■ BRIEF: For every entry in the material below, put the answer as a JSON list of strings, one string per line, with blank lines left out.

Labeled-object pointing entries

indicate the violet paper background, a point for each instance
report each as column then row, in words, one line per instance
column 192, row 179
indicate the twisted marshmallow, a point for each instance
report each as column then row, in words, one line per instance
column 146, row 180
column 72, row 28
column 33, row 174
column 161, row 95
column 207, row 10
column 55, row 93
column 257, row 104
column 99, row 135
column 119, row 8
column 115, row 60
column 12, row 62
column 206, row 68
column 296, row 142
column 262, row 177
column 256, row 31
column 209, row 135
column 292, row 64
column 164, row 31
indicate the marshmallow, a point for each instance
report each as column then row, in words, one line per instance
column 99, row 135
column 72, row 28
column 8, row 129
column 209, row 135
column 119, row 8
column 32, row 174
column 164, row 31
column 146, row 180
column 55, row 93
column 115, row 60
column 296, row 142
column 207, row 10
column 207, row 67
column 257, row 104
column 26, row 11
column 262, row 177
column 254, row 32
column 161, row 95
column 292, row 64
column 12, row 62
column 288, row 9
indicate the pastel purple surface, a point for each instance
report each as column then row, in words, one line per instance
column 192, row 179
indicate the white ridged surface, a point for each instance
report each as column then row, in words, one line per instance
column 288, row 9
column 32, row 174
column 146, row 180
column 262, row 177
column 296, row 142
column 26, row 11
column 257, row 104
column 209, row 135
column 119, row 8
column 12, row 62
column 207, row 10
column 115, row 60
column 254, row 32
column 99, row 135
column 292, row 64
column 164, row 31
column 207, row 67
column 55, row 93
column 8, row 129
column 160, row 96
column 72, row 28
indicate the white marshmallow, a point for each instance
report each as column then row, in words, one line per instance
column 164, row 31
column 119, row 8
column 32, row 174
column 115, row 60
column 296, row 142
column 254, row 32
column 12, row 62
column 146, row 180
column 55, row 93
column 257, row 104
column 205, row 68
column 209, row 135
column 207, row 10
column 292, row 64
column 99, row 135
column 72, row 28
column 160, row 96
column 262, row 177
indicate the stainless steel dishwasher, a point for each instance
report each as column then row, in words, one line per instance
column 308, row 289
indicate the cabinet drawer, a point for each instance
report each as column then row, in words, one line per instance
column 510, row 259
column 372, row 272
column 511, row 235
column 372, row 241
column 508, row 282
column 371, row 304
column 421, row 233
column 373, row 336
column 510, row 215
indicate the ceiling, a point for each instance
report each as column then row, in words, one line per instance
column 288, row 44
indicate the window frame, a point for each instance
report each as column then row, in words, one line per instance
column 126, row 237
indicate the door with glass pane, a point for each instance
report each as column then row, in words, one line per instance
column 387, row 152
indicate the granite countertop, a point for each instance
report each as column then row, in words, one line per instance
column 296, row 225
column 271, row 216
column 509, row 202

■ RIGHT ANSWER:
[
  "indicate the violet paper background, a point for each instance",
  "report each as column then row, in words, one line per instance",
  "column 192, row 179",
  "indicate the twisted marshmallow, a point for each instance",
  "report each as column then row, in words, one line per instance",
  "column 146, row 180",
  "column 72, row 28",
  "column 33, row 174",
  "column 161, row 95",
  "column 207, row 10",
  "column 55, row 93",
  "column 257, row 104",
  "column 99, row 135",
  "column 119, row 8",
  "column 115, row 60",
  "column 12, row 62",
  "column 206, row 68",
  "column 296, row 142",
  "column 262, row 177",
  "column 256, row 31",
  "column 209, row 135",
  "column 292, row 64",
  "column 164, row 31",
  "indicate the marshmallow, a point for each instance",
  "report each as column then row, in words, one line per instance",
  "column 99, row 135",
  "column 72, row 28",
  "column 8, row 129",
  "column 209, row 135",
  "column 119, row 8",
  "column 32, row 174",
  "column 164, row 31",
  "column 146, row 180",
  "column 55, row 93",
  "column 115, row 60",
  "column 296, row 142",
  "column 207, row 10",
  "column 207, row 67",
  "column 257, row 104",
  "column 26, row 11",
  "column 262, row 177",
  "column 254, row 32",
  "column 161, row 95",
  "column 292, row 64",
  "column 12, row 62",
  "column 288, row 9",
  "indicate the pastel purple surface, a point for each instance",
  "report each as column then row, in words, one line per instance",
  "column 192, row 179",
  "indicate the white ridged surface, a point for each instance",
  "report each as column then row, in words, one line per instance",
  "column 288, row 9",
  "column 32, row 174",
  "column 146, row 180",
  "column 262, row 177",
  "column 296, row 142",
  "column 26, row 11",
  "column 257, row 104",
  "column 209, row 135",
  "column 119, row 8",
  "column 12, row 62",
  "column 207, row 10",
  "column 115, row 60",
  "column 254, row 32",
  "column 99, row 135",
  "column 292, row 64",
  "column 164, row 31",
  "column 207, row 67",
  "column 55, row 93",
  "column 8, row 129",
  "column 160, row 96",
  "column 72, row 28",
  "indicate the white marshmallow, a point for each instance",
  "report each as column then row, in words, one line per instance",
  "column 164, row 31",
  "column 119, row 8",
  "column 32, row 174",
  "column 115, row 60",
  "column 296, row 142",
  "column 254, row 32",
  "column 12, row 62",
  "column 146, row 180",
  "column 55, row 93",
  "column 257, row 104",
  "column 205, row 68",
  "column 209, row 135",
  "column 207, row 10",
  "column 292, row 64",
  "column 99, row 135",
  "column 72, row 28",
  "column 160, row 96",
  "column 262, row 177",
  "indicate the stainless steel dishwasher, a point for each instance",
  "report each as column then row, in words, one line per instance",
  "column 308, row 289",
  "indicate the cabinet drawer, a point for each instance",
  "report each as column then row, in words, one line per instance",
  "column 510, row 259",
  "column 372, row 272",
  "column 511, row 235",
  "column 372, row 241",
  "column 508, row 282",
  "column 371, row 304",
  "column 421, row 233",
  "column 373, row 336",
  "column 510, row 215",
  "indicate the ceiling, a point for each instance",
  "report each as column then row, in words, one line per instance",
  "column 288, row 44",
  "indicate the window frame, a point for each instance",
  "report each as column then row, in words, one line per instance",
  "column 126, row 237",
  "indicate the door with glass pane, a point for each instance",
  "report each as column then row, in words, one line per instance",
  "column 387, row 152",
  "indicate the granite countertop, a point for each instance",
  "report each as column then row, in words, one line per instance",
  "column 296, row 225",
  "column 271, row 216",
  "column 509, row 202"
]